ENTRIES PROVIDED:
- - - - - - -
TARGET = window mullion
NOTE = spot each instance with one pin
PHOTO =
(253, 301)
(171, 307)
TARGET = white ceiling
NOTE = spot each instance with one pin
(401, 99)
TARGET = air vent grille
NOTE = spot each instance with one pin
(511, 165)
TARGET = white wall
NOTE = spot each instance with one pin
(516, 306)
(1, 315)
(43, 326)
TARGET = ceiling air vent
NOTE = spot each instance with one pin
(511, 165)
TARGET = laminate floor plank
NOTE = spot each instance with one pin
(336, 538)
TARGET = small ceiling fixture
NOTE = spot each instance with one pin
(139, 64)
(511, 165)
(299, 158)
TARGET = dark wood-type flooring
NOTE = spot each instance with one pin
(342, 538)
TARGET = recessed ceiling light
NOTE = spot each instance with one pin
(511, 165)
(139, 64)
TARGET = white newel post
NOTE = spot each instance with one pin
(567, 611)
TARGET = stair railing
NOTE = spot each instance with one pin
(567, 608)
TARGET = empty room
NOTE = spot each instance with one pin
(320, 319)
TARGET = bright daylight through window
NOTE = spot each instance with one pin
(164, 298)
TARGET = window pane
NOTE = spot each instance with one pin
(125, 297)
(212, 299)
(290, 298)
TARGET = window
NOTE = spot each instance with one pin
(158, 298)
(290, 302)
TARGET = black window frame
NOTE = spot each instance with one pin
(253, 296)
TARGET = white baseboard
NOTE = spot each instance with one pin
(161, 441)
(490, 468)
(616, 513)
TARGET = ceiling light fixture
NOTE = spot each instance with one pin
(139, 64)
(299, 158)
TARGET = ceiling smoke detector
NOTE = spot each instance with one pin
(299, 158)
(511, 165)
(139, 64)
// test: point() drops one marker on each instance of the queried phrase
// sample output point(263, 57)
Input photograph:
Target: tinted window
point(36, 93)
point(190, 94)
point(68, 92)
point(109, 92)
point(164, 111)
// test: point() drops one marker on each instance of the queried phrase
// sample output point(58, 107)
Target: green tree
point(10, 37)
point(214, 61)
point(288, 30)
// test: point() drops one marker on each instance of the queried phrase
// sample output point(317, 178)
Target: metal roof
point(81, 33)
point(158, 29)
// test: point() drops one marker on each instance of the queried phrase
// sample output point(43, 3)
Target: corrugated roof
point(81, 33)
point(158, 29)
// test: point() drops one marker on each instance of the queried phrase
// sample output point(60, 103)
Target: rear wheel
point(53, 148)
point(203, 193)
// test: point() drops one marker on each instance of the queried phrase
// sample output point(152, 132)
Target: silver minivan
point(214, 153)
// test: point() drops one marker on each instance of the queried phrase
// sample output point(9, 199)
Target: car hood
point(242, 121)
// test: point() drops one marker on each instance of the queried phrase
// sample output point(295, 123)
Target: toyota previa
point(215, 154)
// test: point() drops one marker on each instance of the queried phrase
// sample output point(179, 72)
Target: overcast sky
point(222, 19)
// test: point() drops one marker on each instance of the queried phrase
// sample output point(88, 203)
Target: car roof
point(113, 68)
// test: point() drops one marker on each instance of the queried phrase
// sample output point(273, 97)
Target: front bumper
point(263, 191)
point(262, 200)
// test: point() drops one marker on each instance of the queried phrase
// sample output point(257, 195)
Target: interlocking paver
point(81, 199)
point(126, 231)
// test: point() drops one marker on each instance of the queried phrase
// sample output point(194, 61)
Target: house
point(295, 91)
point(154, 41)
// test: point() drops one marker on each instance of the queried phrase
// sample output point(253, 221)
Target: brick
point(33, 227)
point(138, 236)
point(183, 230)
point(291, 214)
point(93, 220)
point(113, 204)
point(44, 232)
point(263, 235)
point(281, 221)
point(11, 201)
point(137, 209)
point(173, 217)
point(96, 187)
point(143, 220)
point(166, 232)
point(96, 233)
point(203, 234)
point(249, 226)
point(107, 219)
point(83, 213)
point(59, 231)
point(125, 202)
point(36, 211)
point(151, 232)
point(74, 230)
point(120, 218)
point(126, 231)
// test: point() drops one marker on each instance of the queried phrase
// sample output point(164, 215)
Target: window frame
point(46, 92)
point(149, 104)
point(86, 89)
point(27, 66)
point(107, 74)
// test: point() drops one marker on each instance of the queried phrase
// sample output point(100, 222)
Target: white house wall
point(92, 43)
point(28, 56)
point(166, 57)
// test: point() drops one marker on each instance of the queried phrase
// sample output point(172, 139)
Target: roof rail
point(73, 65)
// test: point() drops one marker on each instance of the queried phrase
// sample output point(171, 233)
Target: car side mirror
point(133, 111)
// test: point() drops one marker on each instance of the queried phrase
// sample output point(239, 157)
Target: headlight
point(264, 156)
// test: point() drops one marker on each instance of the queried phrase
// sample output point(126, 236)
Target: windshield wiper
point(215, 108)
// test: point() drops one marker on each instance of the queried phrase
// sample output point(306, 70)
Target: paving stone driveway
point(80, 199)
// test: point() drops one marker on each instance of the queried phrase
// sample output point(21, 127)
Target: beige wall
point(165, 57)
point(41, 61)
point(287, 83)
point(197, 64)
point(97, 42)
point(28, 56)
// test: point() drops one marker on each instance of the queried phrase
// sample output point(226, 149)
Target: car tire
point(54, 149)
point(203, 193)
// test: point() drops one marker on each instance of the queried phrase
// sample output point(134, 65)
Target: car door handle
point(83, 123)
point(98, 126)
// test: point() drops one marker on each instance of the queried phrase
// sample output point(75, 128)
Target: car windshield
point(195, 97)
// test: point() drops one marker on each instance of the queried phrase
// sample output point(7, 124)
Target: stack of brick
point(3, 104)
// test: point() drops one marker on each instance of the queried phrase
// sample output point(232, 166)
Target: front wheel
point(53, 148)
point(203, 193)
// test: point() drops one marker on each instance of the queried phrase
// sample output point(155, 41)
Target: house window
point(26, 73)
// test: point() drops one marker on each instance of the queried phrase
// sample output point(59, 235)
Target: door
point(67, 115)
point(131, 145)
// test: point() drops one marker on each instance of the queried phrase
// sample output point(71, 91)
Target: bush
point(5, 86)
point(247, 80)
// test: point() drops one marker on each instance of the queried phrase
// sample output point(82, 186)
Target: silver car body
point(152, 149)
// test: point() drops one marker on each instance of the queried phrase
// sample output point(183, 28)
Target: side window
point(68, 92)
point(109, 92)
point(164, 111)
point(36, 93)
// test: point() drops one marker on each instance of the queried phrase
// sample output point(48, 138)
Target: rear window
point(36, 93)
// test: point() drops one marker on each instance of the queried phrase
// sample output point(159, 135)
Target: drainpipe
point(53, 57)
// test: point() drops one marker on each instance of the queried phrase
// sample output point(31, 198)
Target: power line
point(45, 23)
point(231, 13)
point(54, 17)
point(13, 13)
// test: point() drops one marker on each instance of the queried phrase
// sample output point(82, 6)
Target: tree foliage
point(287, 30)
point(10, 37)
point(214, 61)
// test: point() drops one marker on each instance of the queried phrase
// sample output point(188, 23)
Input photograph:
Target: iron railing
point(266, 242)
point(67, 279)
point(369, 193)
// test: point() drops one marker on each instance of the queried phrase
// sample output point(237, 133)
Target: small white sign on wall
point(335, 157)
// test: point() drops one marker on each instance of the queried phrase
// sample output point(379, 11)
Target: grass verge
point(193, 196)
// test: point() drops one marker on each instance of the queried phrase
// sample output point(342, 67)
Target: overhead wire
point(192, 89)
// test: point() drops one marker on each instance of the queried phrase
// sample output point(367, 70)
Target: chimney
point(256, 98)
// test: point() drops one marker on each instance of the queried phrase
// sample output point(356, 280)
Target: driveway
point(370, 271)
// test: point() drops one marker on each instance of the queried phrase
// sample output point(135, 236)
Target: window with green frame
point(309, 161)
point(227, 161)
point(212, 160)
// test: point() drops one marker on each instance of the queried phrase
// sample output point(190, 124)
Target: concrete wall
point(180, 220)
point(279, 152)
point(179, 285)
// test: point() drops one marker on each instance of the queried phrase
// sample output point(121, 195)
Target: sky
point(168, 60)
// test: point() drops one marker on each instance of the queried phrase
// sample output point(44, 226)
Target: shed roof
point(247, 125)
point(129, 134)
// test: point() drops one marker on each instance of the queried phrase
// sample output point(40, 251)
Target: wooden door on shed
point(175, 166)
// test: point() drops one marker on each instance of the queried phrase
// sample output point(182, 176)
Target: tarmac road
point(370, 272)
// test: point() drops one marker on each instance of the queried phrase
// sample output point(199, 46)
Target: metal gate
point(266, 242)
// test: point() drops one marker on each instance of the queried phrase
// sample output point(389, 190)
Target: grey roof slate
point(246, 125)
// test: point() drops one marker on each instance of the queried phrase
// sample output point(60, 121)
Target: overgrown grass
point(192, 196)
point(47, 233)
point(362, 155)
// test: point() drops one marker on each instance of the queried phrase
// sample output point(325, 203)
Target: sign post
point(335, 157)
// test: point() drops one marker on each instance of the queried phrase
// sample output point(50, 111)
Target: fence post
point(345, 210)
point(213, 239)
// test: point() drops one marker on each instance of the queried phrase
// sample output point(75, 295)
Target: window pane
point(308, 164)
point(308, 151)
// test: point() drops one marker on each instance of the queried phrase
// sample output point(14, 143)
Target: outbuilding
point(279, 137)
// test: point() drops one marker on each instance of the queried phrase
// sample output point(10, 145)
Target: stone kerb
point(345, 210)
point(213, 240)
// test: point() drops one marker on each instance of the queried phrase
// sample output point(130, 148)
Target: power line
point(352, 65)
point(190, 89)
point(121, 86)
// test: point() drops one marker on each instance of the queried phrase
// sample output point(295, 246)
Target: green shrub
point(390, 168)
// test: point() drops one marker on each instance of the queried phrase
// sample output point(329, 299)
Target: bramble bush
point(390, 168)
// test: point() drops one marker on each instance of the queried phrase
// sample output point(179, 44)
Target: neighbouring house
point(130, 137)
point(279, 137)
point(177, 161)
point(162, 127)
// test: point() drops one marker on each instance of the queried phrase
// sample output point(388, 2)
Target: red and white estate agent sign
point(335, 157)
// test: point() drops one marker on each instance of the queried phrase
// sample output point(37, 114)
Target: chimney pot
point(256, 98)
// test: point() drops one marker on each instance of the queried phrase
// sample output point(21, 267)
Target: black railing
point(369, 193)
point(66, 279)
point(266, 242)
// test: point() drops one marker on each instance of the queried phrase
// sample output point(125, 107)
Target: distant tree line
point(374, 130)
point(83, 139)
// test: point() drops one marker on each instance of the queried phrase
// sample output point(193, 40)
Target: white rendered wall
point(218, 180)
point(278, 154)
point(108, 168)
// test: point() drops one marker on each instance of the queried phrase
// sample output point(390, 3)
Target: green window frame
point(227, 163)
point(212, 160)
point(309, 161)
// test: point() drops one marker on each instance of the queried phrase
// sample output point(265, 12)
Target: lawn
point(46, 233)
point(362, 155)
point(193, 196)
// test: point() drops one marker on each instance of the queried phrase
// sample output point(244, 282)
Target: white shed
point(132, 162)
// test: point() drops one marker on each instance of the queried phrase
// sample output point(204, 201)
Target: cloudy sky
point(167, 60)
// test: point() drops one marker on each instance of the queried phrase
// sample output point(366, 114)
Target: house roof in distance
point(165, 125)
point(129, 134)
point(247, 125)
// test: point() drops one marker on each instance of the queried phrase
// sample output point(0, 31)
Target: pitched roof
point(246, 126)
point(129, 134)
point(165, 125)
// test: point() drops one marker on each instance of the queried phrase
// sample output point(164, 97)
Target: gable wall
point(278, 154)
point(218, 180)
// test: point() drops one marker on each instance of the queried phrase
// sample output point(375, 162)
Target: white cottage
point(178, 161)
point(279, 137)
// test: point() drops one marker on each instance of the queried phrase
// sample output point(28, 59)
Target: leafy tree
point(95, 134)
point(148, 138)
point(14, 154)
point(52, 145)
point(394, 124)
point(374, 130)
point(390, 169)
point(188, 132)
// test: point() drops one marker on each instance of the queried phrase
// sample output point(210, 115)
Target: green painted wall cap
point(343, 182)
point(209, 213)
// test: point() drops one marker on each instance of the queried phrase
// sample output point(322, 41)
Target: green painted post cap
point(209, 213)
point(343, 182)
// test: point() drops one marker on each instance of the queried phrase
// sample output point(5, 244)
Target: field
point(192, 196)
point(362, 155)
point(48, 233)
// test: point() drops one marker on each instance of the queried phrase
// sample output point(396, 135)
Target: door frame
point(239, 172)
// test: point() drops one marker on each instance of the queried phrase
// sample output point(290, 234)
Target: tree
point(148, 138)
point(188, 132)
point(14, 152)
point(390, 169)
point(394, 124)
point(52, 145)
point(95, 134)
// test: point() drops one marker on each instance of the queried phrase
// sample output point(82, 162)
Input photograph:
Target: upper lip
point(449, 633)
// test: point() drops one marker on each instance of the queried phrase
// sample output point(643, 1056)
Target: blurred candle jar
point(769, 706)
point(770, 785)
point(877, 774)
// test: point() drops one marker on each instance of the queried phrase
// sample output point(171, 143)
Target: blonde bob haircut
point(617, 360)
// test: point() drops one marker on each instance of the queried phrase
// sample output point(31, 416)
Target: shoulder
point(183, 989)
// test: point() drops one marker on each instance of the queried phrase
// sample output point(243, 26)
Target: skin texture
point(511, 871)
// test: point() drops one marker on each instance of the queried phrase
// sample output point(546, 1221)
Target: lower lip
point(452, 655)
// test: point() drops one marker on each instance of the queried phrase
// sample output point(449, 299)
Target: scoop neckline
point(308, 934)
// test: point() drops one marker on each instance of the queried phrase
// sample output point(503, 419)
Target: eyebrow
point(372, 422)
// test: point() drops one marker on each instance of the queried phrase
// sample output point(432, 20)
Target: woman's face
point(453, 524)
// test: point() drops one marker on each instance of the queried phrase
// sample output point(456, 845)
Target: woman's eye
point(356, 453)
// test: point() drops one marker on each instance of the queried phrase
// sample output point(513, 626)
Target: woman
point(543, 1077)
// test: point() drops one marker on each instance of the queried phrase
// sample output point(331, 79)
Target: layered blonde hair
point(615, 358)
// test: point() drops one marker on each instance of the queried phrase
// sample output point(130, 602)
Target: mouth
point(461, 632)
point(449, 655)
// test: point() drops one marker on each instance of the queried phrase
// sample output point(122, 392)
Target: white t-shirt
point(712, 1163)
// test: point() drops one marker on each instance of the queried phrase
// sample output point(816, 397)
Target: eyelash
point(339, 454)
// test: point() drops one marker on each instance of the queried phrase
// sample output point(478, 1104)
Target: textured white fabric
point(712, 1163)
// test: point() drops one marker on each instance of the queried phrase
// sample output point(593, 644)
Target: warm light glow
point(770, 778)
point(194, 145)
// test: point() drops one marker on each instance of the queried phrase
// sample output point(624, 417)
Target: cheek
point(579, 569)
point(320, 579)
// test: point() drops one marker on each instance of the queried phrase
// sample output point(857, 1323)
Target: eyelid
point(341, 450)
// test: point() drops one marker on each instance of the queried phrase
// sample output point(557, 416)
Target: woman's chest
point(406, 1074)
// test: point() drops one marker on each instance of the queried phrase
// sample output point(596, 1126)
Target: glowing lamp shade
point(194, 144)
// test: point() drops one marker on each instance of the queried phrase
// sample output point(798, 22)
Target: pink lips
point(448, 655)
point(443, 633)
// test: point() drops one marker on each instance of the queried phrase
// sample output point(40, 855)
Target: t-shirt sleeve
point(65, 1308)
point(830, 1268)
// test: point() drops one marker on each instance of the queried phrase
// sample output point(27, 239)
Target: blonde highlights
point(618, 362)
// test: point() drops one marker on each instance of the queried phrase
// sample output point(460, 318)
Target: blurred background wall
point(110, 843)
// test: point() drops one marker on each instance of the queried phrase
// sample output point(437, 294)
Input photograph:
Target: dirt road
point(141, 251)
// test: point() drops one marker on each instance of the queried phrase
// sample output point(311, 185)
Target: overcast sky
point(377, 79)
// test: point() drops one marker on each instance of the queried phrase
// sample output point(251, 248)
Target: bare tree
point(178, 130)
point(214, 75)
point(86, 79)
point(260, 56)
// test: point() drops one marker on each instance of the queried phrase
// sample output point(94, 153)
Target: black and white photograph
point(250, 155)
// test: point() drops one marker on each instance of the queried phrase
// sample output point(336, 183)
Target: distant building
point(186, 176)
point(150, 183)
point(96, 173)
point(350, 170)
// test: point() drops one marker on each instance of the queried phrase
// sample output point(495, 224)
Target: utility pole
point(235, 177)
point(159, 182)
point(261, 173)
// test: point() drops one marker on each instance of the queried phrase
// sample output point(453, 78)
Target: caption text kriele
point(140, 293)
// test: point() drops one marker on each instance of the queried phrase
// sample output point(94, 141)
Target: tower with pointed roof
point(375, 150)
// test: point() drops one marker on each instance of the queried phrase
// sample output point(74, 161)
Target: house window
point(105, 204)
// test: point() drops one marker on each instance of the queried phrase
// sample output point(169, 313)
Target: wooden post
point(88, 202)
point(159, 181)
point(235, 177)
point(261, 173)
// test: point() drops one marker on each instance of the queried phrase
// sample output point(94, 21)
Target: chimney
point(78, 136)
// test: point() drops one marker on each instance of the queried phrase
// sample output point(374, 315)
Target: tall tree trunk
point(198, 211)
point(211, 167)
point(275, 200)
- - - - - - -
SHORT EXERCISE: Please format the records as a JSON list of strings with one string per line and no blank lines. Begin at the line that has "TARGET = ceiling smoke detector" and stop after the line that has "point(288, 30)", including both.

RESULT OF THIS EXERCISE:
[
  "TARGET = ceiling smoke detector",
  "NOTE = spot each instance with one pin",
  "(299, 158)",
  "(511, 165)",
  "(139, 64)",
  "// test: point() drops one marker on each instance of the queried phrase",
  "// sample output point(263, 57)",
  "Input photograph:",
  "Target: tinted window",
  "point(36, 93)",
  "point(190, 94)",
  "point(68, 92)",
  "point(109, 92)",
  "point(164, 111)",
  "// test: point() drops one marker on each instance of the queried phrase",
  "// sample output point(58, 107)",
  "Target: green tree",
  "point(10, 37)",
  "point(214, 61)",
  "point(288, 30)"
]